TEXT PROVIDED =
________

In some embodiments, the one or more requests can include a request for a machine-learned model that detects a certain type of object, a request for a machine-learned model that detects a certain type of scene, a request for a machine-learned model that detects a certain type of event, a request for a machine-learned model associated with a certain confidence level (e.g., a request for a machine-learned model with an accuracy of detection and/or recognition that exceeds a threshold accuracy level), a request for a machine-learned model associated with a certain computational capability, and/or a request for a machine-learned model associated with a certain sensor configuration (e.g., certain types of sensors and/or certain locations of the sensors on a vehicle).
At 1106, the method 1100 can include providing, based at least in part on the one or more requests, the machine-learned model to the remote computing device. For example, the remote map service system 120 or the remote vehicle service system 130 can send, via the network 102, one or more signals and/or data including a machine-learned model to the remote computing device 140.
At 1108, the method 1100 can include transmitting data (e.g., transmitting to a remote computing device) for a graphical user interface associated with the machine-learned model library. The graphical user interface can provide a representation of information associated with the machine-learned model library using one or more symbols comprising text or images. For example, the graphical user interface can display descriptions of each of the plurality of machine-learned models using one or more symbols which can include text or images. By way of further example, the remote map service system 120 or the remote vehicle service system 130 can generate a graphical user interface for use by a vehicle system (e.g., an in-vehicle display device) with a physical interface that can receive input (e.g., touch input and/or voice input) from a user to view information associated with the plurality of machine-learned models. Additionally, the graphical user interface can be configured to receive inputs (e.g., user inputs) in order to send, receive, generate, modify, and/or process data associated with the plurality of machine-learned models.
FIG. 12 depicts a flow diagram of an example method 1200 of providing machine-learned models according to example embodiments of the present disclosure. One or more portions of the method 1200 can be executed or implemented on one or more computing devices or computing systems including, for example, the vehicle map service system 114, the remote map service system 120, the remote vehicle service system 130, and/or the remote computing device 140. Further, one or more portions of the method 1200 can be executed or implemented as an algorithm on the hardware devices or systems disclosed herein. FIG. 12 depicts steps performed in a particular order for purposes of illustration and discussion. Those of ordinary skill in the art, using the disclosures provided herein, will understand that various steps of any of the methods disclosed herein can be adapted, modified, rearranged, omitted, and/or expanded without deviating from the scope of the present disclosure.
At 1202, the method 1200 can include receiving field collected data (e.g., the field collected data of the method 1100). The field collected data can include one or more sensor observations. For example, the remote map service system 120 can receive field collected data based at least in part on one or more sensor outputs of the vehicle 110.
At 1204, the method 1200 can include adding field collected data (e.g., the field collected data of the method 1100) to the machine-learned model library. For example, the remote map service system 120 can receive field collected data including one or more sensor outputs, a vehicle 110 sensor configuration, and/or location data associated with one or more travels of the vehicle 110, which can be added to a machine-learned model library stored on the remote map service system 120.

________

PROVIDED DATA =
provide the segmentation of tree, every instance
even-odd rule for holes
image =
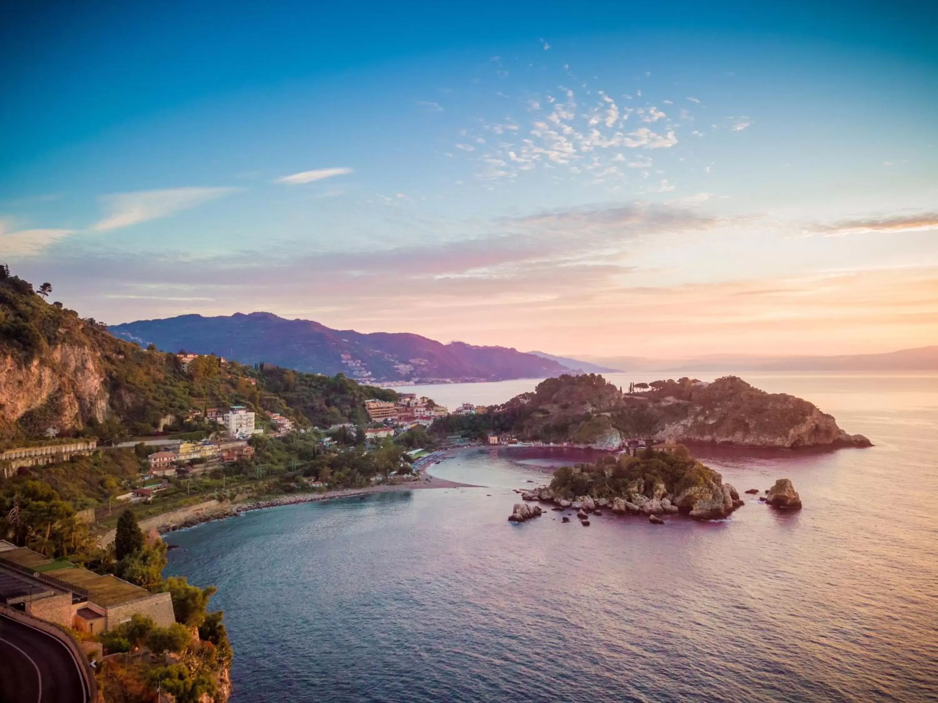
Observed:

________

TO BE DONE =
a) In the patent excerpt, what can the field collected data received at 1202 include?
b) Return the part of the patent excerpt starting at "At 1202, the" and ending at "the vehicle 110.".
c) Say whether each statement agrees with the patent excerpt, answering yes or no and quoting the words that decide it.
(i) The graphical user interface can display descriptions of the machine-learned models using symbols that can include text or images.
(ii) The steps of method 1200 must be carried out in the order shown in FIG. 12.
(iii) At 1204, the field collected data can be added to a machine-learned model library stored on the remote vehicle service system 130.

THE RESULTS =
a) One or more sensor observations.

b)
At 1202, the method 1200 can include receiving field collected data (e.g., the field collected data of the method 1100). The field collected data can include one or more sensor observations. For example, the remote map service system 120 can receive field collected data based at least in part on one or more sensor outputs of the vehicle 110.

c)
(i) Yes: "the graphical user interface can display descriptions of each of the plurality of machine-learned models using one or more symbols which can include text or images"
(ii) No: "various steps of any of the methods disclosed herein can be adapted, modified, rearranged, omitted, and/or expanded without deviating from the scope of the present disclosure"
(iii) No: "which can be added to a machine-learned model library stored on the remote map service system 120"